(Stored data entries)
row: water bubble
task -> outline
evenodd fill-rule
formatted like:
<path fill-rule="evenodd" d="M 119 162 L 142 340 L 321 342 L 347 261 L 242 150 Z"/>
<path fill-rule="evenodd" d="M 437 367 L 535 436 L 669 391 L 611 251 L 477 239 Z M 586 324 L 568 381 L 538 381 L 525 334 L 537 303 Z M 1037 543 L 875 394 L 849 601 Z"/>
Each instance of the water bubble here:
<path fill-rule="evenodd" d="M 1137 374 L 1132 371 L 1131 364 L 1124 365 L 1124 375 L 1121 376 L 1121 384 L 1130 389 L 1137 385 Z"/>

WHAT IS REQUIRED >>
Reproduce the items word for word, starting at their first line and ending at the line that contains "Each instance of". Include both of those lines.

THE RESPONSE >>
row: water bubble
task -> outline
evenodd fill-rule
formatted like:
<path fill-rule="evenodd" d="M 119 162 L 142 340 L 321 342 L 347 261 L 242 150 Z"/>
<path fill-rule="evenodd" d="M 437 367 L 535 436 L 669 391 L 611 251 L 477 239 Z M 586 324 L 568 381 L 538 381 L 525 334 L 537 303 Z M 1037 543 L 875 394 L 849 601 Z"/>
Each instance of the water bubble here:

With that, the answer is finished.